Por eso, igual que Máximo Gorki, pudo hablar de "mis universidades",
refiriéndose a la aldea y a la lucha de los aldeanos por
un destino mejor.
La pedagogía no era la vocación de Ramón
Amaya Amador, aunque lo caracterizaba una gran bondad y un extremado
afecto por los niños. Para ser maestro de escuela, sobre
todo en aquellos tiempos, le faltaba la autodisciplina que permite
mantener conforme al espíritu pueblerino, virtud muy alejada
de su carácter y temperamento. La vocación de Amaya
Amador -lo hemos dicho ya- era la pedagogía de las letras.
Por eso abandonó el aula y, mientras le era posible dedicarse
por entero a ese magisterio, no menos difícil y elevado que
el otro, tuvo que trabajar de cualquier cosa en los campos bananeros,
principalmente en Palo Verde y Coyoles Central. Uno de esos trabajos
fue el de regador de veneno, quizás el más duro y
menos remunerado que entonces podía realizarse en el infierno
de las bananeras. Consistía este trabajo -si es que no era
una tortura- en asperjar las matas de banano con el famoso caldo
bordelés, una solución a base de sulfato de cobre,
que si bien tiene poderes para matar los gérmenes de la sigatoka,
también los tiene para destruir el organismo de los hombres
que lo aplican. Es indudable que la brutalidad de este trabajo y
la observación directa de los estragos producidos por él
en los "veneneros" más antiguos, influyó enormemente
en la orientación, no sólo literaria, sino también
ideológica, de Ramón Amaya Amador.
El 8 de octubre de 1943 fundó, con su amigo Dionisio Romero
Narváez, el semanario ALERTA, en el que se consagró
a la defensa de los intereses de los trabajadores bananeros. Este
paso, que puede considerarse insignificante en una época
distinta a aquella, constituye una muestra formidable de la combatividad
y la entrega incondicional de Ramón Amaya Amador a las causas
de nuestro pueblo, pues entonces vivíamos bajo el terror
de la dictadura encabezada por Tiburcio Carías Andino, quien
se apoyaba en el desenfreno de los famosos "comandantes de armas",
es decir, una banda de asesinos con autorizaciones en blanco para
hacer su voluntad en cada pueblo. La aparición del semanario
ALERTA bajo aquellas condiciones, significaba un desafío
temerario, no sólo al poder de un régimen abiertamente
despótico, sino también a los medios represivos de
las compañías bananeras, las cuales disponían
también de sus propios recursos en tal sentido. Prueba de
ello es que, poco tiempo después de fundado el periódico,
Amaya Amador fue detenido y llevado a las cárceles de La
Ceiba, donde el Comandante de Armas respectivo -el famoso general
Rufino Solís- ordenó darle una soberana paliza para
obligarlo a retirarse de sus actividades revolucionarias. El parque
central de la bella ciudad norteña fue testigo de semejante
barbarie.

• _Instrucción escrita A_
Enumera todas las personas que aparecen con su nombre propio en el fragmento sobre Ramón Amaya Amador.
• _Instrucción escrita B_
Según el fragmento sobre Ramón Amaya Amador, ¿en qué fecha fundó el semanario ALERTA?

• _Datos proporcionados_
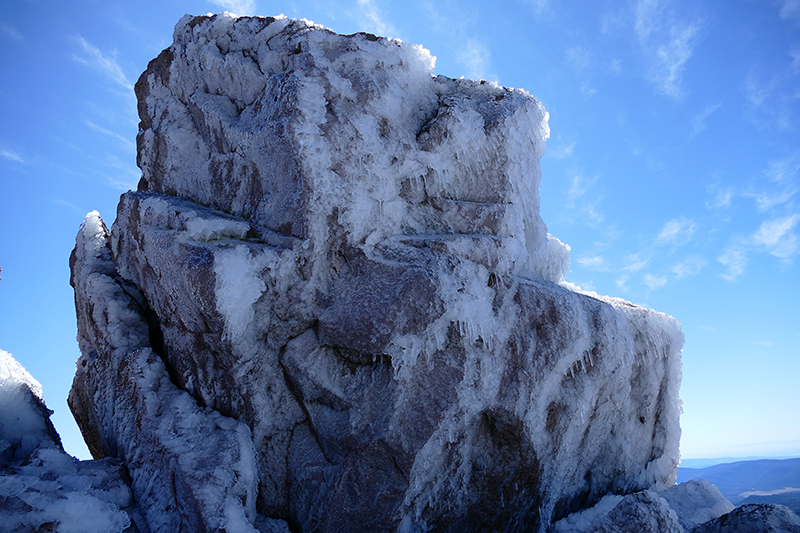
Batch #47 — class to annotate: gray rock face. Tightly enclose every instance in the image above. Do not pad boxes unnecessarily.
[661,480,734,531]
[692,503,800,533]
[586,491,683,533]
[0,350,142,533]
[70,11,683,532]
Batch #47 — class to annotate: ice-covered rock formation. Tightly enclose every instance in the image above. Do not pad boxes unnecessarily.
[65,14,683,532]
[0,350,147,533]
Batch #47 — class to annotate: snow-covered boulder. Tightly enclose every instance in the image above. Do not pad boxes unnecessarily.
[691,503,800,533]
[0,350,147,533]
[660,479,734,532]
[70,14,683,532]
[0,350,61,466]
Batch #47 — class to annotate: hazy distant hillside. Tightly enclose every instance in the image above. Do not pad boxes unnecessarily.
[678,458,800,512]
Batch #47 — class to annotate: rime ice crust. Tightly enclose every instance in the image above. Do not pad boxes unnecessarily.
[71,14,683,532]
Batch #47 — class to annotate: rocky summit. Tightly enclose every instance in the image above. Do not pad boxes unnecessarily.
[70,14,683,533]
[3,13,792,533]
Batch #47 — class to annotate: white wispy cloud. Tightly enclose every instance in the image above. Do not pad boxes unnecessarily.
[742,153,800,212]
[753,215,800,262]
[717,246,747,281]
[622,254,650,272]
[0,22,22,41]
[706,183,736,209]
[72,36,133,91]
[546,141,577,159]
[670,256,708,279]
[744,70,796,131]
[634,0,700,99]
[358,0,397,37]
[457,39,497,80]
[211,0,256,15]
[642,274,669,290]
[84,120,136,153]
[565,174,605,224]
[689,104,722,139]
[105,156,141,191]
[656,218,696,244]
[0,148,25,163]
[780,0,800,19]
[578,255,610,271]
[566,46,592,71]
[528,0,549,13]
[422,0,499,81]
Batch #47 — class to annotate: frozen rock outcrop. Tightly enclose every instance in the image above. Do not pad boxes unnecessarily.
[692,503,800,533]
[553,480,733,533]
[70,14,683,532]
[0,350,142,533]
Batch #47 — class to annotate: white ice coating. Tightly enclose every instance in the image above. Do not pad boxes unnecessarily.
[140,14,569,281]
[64,15,683,533]
[0,350,51,460]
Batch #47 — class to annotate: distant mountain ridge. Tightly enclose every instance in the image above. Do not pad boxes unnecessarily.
[678,457,800,505]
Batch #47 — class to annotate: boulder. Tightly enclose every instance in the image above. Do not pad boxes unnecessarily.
[0,350,148,533]
[70,14,683,532]
[691,503,800,533]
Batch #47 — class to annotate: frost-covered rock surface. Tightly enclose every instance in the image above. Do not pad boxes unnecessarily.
[692,503,800,533]
[553,480,733,533]
[70,14,683,533]
[0,350,147,533]
[661,479,733,531]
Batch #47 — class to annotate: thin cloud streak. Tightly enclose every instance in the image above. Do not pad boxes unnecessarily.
[717,248,747,281]
[211,0,256,15]
[84,120,136,153]
[72,36,133,92]
[689,104,722,139]
[0,148,25,163]
[634,0,700,100]
[753,215,800,262]
[358,0,397,37]
[656,218,695,244]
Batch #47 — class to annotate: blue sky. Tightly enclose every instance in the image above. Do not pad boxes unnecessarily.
[0,0,800,458]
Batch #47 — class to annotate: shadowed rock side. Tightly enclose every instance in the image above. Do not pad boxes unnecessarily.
[70,11,683,533]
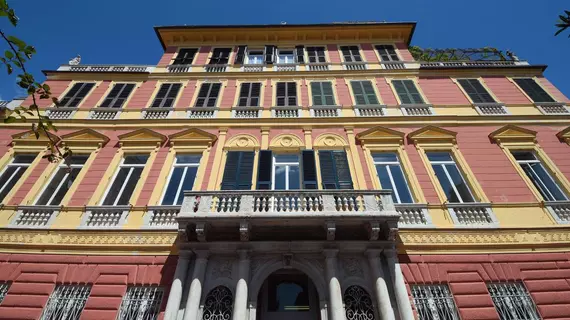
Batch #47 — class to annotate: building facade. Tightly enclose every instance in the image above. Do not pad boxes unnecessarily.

• _Respuesta completa A_
Máximo Gorki, Ramón Amaya Amador, Dionisio Romero Narváez, Tiburcio Carías Andino y Rufino Solís.

• _Respuesta completa B_
El 8 de octubre de 1943.